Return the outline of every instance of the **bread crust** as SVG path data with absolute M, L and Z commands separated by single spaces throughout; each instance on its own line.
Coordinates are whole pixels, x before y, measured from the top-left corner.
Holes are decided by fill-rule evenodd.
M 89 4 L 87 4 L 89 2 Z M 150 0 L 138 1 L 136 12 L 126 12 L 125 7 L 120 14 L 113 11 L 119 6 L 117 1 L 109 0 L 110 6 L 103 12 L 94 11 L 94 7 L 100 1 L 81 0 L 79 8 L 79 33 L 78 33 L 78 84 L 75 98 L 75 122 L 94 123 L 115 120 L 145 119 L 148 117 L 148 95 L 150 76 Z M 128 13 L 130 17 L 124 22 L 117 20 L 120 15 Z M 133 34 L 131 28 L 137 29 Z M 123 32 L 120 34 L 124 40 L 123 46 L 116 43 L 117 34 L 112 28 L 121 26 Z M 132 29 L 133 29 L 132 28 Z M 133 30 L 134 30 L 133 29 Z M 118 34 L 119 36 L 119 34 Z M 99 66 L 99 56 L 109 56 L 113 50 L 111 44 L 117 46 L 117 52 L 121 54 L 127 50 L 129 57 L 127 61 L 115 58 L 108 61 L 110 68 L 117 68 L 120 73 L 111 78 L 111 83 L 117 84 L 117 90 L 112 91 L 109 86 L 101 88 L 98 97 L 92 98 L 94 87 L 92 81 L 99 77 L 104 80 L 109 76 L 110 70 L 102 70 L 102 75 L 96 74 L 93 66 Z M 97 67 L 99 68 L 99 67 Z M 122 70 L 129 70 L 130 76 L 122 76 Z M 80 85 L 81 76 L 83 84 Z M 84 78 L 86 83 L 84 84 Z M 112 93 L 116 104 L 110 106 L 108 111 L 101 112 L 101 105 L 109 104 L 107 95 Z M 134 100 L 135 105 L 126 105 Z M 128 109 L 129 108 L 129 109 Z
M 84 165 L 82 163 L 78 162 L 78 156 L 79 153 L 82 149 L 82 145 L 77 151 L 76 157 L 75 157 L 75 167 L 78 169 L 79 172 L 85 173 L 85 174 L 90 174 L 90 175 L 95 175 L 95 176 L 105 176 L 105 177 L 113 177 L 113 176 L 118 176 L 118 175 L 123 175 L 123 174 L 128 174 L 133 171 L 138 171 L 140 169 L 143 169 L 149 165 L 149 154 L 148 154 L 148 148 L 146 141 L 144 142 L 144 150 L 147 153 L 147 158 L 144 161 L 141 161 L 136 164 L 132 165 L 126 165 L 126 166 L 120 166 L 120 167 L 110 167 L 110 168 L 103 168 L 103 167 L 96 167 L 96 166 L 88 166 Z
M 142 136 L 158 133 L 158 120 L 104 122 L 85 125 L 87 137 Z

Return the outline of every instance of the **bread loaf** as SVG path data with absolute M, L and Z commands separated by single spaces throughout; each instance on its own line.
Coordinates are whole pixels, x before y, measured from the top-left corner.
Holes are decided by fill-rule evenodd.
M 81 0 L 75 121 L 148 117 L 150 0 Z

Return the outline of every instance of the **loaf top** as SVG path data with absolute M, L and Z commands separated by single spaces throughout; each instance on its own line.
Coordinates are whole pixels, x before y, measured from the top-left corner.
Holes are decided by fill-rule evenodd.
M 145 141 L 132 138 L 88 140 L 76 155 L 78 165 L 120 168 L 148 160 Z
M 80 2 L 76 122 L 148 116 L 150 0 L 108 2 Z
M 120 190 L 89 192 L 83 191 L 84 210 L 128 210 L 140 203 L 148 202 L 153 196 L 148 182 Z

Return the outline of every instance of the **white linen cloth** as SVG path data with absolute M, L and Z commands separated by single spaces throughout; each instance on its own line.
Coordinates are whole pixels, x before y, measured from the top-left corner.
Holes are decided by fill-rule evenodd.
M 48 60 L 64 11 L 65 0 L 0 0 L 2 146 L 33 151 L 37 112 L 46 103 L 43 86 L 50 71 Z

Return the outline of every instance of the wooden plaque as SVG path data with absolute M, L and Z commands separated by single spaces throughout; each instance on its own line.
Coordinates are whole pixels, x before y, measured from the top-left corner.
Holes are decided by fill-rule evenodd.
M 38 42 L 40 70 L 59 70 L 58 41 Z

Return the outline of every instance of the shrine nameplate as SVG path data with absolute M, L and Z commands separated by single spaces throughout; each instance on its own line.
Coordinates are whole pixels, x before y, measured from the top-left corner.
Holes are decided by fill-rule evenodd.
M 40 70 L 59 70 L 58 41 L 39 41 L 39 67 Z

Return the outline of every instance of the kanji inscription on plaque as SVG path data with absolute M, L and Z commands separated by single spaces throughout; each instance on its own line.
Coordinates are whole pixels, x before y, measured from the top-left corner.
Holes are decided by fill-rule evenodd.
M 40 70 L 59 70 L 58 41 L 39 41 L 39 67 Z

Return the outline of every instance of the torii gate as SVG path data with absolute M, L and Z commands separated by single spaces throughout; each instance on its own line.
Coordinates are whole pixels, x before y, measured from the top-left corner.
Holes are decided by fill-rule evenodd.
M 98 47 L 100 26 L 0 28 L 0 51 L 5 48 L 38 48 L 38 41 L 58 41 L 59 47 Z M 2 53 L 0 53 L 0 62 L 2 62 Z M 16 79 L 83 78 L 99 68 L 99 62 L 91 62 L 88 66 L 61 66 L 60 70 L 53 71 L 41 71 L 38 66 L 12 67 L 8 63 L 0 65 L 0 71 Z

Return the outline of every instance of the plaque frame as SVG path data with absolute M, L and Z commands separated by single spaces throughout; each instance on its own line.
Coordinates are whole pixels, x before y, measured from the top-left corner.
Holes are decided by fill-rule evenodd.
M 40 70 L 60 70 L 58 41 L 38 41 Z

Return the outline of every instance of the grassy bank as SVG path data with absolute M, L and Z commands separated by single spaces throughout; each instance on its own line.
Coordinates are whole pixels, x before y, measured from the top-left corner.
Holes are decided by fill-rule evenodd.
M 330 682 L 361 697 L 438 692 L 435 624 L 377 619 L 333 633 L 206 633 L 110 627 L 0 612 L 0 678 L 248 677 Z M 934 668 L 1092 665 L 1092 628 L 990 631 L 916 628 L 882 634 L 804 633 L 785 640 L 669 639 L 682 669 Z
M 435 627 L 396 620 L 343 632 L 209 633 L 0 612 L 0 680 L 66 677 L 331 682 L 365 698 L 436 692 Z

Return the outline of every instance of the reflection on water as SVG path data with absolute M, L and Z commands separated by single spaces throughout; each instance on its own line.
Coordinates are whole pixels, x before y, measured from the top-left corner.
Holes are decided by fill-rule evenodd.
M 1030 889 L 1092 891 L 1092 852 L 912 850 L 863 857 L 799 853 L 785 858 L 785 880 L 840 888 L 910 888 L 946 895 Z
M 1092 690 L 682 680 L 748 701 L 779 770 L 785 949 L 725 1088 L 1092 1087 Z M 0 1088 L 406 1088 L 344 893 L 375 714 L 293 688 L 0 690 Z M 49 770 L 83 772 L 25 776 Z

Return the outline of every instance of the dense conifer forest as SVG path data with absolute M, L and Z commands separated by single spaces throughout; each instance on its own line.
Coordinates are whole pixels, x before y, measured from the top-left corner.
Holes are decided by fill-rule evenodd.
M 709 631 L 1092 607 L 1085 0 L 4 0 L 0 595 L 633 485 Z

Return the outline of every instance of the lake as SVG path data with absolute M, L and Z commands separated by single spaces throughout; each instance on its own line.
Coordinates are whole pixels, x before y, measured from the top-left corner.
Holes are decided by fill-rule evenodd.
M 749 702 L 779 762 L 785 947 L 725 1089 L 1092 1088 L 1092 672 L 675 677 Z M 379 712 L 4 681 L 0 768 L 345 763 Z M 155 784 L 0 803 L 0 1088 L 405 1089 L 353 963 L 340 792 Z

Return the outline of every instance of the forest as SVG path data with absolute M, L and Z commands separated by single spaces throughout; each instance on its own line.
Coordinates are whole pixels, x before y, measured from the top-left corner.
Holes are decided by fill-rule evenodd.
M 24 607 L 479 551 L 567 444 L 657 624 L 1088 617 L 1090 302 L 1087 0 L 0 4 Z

====

Tally the lines in the entries above that contain the string "loaf", treating uppercase and lowercase as different. Reply with the number alone.

OUTPUT FOR THIS TASK
2